Region segmentation data
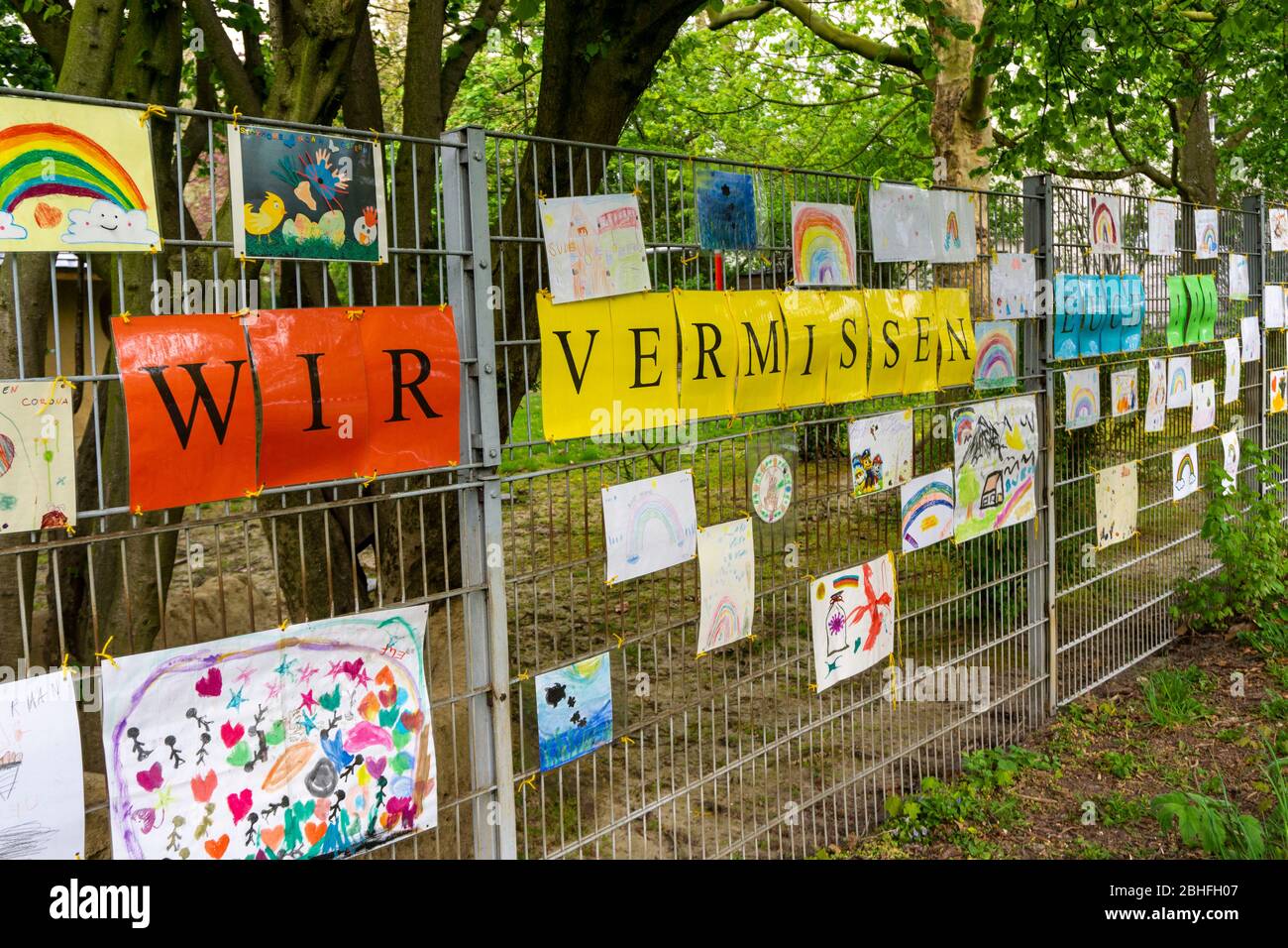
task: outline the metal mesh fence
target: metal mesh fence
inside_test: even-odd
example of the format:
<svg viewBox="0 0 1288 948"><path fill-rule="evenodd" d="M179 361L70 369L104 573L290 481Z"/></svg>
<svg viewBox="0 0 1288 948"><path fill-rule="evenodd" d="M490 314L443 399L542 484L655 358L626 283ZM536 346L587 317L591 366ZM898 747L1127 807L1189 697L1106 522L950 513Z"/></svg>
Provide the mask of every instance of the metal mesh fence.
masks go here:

GIVEN INSTRUCTION:
Duplicate the listing above character for character, omitting the pictures.

WRITTEN RESPONSE:
task: outline the metal mesh fence
target: metal mesh fence
inside_test: even-odd
example of the format:
<svg viewBox="0 0 1288 948"><path fill-rule="evenodd" d="M179 361L70 369L104 573L290 481Z"/></svg>
<svg viewBox="0 0 1288 948"><path fill-rule="evenodd" d="M490 314L443 399L542 484L655 358L626 283ZM536 346L587 317L591 366ZM898 747L1127 807L1189 697L1106 522L950 513Z"/></svg>
Provide the mask of every instance of the metal mesh fence.
masks go here:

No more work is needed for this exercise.